**Exercise passage:**
<<<<
St. Petersburg Times
But two Thonotosassa doctors who saw Wilmoth in September of that year attributed his weakened condition to the flu, Yerrid said.
Wilmoth had known since he was a teenager that he had a congenital heart defect, one that left him unable to work and eligible for government disability benefits. While neither the defect nor the infection by itself was necessarily life threatening, their combination posed a much greater risk to his health, Yerrid said.
Wilmoth was married to Joy E. Wilmoth and had a son, Brian Wilmoth III, who is now 3.
Hillsborough Circuit Judge James D. Whittemore presided over the weeklong trial. The jury deliberated three hours and returned its verdict late Friday night.
It awarded damages for future anguish and suffering of $500,000 to both the widow and the son, damages for past anguish of $125,000 to both, $255,000 for the loss of Wilmoth’s services and companionship, and $1,727 in funeral expenses, Yerrid said.
The two doctors who were sued are partners with a practice in Thonotosassa and Seffner. They are Drs. Lakhabhaid Gedia and Studhir I. Patel.
On Saturday, and attorney for Gedia said they expected to ask for a new trial and, if necessary, file an appeal.
“The doctors didn’t do anything negligent,” said attorney Clifford L. Somers of Tampa. “There was no question (Wilmoth) had a viral syndrome in September. Everyone, including their expert, said what my client did was appropriate.”
An attorney for Patel could not be reached for comment Saturday.
>>>>
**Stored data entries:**
<<<<
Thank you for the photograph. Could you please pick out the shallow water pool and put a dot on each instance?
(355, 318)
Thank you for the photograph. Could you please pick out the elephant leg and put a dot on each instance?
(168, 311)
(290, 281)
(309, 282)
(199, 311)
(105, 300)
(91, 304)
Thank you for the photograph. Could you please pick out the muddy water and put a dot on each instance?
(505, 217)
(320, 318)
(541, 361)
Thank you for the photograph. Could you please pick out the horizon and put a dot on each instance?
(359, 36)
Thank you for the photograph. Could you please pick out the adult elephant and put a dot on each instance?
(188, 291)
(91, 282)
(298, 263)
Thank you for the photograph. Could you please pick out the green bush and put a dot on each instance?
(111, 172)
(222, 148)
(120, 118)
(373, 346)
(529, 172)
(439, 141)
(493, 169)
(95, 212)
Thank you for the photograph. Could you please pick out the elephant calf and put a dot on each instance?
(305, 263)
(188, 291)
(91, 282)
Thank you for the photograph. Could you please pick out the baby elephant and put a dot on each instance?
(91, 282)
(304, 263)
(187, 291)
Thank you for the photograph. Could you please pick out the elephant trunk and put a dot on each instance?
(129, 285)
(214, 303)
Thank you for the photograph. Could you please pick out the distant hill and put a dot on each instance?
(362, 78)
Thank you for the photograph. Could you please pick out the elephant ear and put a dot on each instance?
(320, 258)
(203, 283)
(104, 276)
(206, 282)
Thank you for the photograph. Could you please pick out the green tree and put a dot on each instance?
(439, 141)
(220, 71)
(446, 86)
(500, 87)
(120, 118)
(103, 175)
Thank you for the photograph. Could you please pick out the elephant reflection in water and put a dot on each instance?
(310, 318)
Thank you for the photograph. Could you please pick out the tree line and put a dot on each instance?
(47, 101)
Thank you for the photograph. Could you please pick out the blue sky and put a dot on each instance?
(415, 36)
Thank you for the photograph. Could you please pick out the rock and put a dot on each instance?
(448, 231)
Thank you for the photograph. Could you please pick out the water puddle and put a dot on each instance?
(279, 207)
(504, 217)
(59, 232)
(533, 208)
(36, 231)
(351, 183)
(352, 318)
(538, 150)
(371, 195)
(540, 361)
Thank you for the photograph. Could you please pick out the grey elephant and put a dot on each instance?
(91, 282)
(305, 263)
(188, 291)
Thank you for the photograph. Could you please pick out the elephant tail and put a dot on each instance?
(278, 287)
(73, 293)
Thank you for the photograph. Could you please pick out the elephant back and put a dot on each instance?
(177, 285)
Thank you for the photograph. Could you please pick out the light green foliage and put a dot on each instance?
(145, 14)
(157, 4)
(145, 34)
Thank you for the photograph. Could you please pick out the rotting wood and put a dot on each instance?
>>>>
**Problem to solve:**
Translate this sentence from the news article about the trial into Spanish: "The jury deliberated three hours and returned its verdict late Friday night."

**Exercise answer:**
El jurado deliberó durante tres horas y emitió su veredicto a última hora del viernes por la noche.